**Task instructions**: Lines in the listing below that include the word "purple" need to be copied.

**Given entries**:
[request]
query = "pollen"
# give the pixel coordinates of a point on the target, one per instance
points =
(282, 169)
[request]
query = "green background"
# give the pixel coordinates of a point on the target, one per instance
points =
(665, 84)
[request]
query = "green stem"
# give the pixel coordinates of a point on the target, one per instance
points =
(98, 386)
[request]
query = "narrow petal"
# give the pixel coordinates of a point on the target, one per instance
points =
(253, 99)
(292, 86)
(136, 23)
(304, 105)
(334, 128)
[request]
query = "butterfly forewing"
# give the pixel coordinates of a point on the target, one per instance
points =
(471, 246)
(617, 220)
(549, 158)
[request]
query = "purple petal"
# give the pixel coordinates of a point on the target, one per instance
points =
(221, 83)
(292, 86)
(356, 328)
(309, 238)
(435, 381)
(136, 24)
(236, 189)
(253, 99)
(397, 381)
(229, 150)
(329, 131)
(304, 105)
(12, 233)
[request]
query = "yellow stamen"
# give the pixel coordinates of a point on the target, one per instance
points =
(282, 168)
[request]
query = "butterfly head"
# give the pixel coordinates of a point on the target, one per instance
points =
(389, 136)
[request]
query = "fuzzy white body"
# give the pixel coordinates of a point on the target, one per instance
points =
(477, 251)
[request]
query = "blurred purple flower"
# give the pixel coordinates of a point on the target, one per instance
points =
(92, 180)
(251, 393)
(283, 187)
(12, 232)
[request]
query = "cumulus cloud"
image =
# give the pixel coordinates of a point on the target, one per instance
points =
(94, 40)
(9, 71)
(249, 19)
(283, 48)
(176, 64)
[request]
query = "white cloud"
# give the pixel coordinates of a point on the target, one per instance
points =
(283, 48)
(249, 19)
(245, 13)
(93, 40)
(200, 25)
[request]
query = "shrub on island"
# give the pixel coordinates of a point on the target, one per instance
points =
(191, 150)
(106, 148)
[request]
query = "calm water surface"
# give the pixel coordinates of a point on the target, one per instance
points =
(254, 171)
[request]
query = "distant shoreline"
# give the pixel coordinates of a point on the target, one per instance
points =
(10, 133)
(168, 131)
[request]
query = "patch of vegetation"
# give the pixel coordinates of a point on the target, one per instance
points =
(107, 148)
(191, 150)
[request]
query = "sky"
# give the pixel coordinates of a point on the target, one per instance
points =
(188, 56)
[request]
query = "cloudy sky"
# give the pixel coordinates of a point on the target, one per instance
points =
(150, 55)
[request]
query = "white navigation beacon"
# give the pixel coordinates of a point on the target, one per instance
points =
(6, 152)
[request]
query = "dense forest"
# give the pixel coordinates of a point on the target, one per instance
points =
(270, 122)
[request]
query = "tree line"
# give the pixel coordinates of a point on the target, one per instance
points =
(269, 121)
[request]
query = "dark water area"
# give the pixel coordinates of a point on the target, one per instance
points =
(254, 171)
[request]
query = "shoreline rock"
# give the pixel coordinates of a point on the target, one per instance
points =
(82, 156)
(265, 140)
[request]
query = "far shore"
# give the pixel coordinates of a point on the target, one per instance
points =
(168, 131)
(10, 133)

**Solution to this exercise**:
query = "purple petal"
query = "blurred purple flower"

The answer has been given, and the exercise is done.